**REQUIREMENT**
Every line of the data must be copied exactly.

**Data entries**
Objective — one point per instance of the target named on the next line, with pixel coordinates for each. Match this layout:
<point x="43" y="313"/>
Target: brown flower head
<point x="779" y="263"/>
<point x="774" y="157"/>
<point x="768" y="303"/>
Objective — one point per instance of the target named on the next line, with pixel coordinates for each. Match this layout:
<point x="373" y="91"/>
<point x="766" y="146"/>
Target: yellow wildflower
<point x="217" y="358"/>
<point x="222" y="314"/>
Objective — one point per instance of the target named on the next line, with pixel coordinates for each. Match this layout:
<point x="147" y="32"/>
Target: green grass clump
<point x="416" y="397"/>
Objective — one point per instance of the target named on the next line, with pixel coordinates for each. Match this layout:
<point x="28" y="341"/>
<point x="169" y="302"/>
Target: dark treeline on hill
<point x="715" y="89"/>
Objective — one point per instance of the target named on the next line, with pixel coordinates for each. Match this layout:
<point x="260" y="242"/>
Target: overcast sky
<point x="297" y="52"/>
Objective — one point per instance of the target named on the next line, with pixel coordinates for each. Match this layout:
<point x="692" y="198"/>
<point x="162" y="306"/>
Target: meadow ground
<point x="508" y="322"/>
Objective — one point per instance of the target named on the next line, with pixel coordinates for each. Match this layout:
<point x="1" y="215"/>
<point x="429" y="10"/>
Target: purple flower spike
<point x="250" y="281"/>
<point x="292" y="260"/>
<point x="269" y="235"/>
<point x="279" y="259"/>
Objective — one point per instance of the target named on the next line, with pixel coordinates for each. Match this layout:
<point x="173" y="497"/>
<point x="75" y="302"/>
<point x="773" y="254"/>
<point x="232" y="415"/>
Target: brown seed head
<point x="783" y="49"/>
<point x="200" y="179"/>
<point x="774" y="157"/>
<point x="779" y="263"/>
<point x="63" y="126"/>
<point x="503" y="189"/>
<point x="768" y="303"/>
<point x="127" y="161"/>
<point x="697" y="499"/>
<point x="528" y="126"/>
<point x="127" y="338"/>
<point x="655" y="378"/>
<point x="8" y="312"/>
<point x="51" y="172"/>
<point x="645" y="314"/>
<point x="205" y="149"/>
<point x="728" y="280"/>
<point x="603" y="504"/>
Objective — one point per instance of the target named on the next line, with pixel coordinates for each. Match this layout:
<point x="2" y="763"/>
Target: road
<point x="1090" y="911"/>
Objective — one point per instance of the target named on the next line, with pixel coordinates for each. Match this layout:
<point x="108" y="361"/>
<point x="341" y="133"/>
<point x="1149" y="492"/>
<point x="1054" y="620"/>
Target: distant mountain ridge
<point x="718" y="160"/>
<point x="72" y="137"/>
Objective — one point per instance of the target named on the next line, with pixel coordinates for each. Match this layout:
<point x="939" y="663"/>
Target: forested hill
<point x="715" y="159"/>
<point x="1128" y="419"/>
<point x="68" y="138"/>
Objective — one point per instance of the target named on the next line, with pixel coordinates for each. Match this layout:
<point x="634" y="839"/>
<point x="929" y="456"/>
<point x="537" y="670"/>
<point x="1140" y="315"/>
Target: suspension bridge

**COMPLETED TASK**
Objective — one point per instance of the target named on the next line, with pixel coordinates for each. Match this layout:
<point x="43" y="313"/>
Target: brown flower head
<point x="779" y="263"/>
<point x="774" y="157"/>
<point x="768" y="303"/>
Objective — one point per instance of the target named on the next line, with pixel coordinates for each. Match this layout:
<point x="373" y="91"/>
<point x="766" y="146"/>
Target: yellow wildflower
<point x="217" y="358"/>
<point x="222" y="314"/>
Objective — one point per instance of the target named on the next line, with pixel coordinates for each. Match this layout:
<point x="147" y="32"/>
Target: green grass clump
<point x="416" y="397"/>
Objective — one point per instance of the target named on the next line, with pixel coordinates for each. Match this layout:
<point x="28" y="341"/>
<point x="169" y="302"/>
Target: dark treeline on hill
<point x="715" y="89"/>
Objective — one point per instance of the target named on the next line, with pixel coordinates for each. Match this layout:
<point x="260" y="242"/>
Target: overcast sky
<point x="297" y="52"/>
Objective — one point per instance of the target named on the next line, with pixel coordinates for each. Match this layout:
<point x="692" y="198"/>
<point x="162" y="306"/>
Target: meadow ground
<point x="508" y="322"/>
Objective — one point per instance of the target named on the next line, with pixel coordinates for each. Match this layout:
<point x="1" y="215"/>
<point x="429" y="10"/>
Target: purple flower spike
<point x="250" y="281"/>
<point x="292" y="260"/>
<point x="269" y="235"/>
<point x="279" y="259"/>
Objective — one point per instance of the target named on the next line, with pixel coordinates for each. Match this layout:
<point x="173" y="497"/>
<point x="75" y="302"/>
<point x="773" y="254"/>
<point x="232" y="415"/>
Target: brown seed head
<point x="783" y="49"/>
<point x="200" y="179"/>
<point x="774" y="157"/>
<point x="779" y="263"/>
<point x="63" y="126"/>
<point x="503" y="189"/>
<point x="768" y="303"/>
<point x="127" y="161"/>
<point x="697" y="499"/>
<point x="528" y="126"/>
<point x="127" y="338"/>
<point x="655" y="378"/>
<point x="8" y="312"/>
<point x="51" y="172"/>
<point x="645" y="314"/>
<point x="205" y="149"/>
<point x="728" y="280"/>
<point x="603" y="504"/>
Objective — one point per instance of the target named on the next line, with pixel coordinates for each. Match this layout:
<point x="2" y="763"/>
Target: road
<point x="1090" y="911"/>
Objective — one point per instance of the target named on the next line, with pixel coordinates for each. Match this layout:
<point x="108" y="361"/>
<point x="341" y="133"/>
<point x="1149" y="492"/>
<point x="1054" y="620"/>
Target: distant mountain ridge
<point x="718" y="160"/>
<point x="72" y="137"/>
Objective — one point per instance of the target named on the next line, with pixel coordinates for each. Match this layout:
<point x="939" y="663"/>
Target: forested hill
<point x="715" y="159"/>
<point x="1128" y="419"/>
<point x="68" y="138"/>
Objective — one point per instance of the target named on the next line, with pixel coordinates for each. Match this layout:
<point x="634" y="839"/>
<point x="929" y="456"/>
<point x="537" y="670"/>
<point x="1140" y="315"/>
Target: suspension bridge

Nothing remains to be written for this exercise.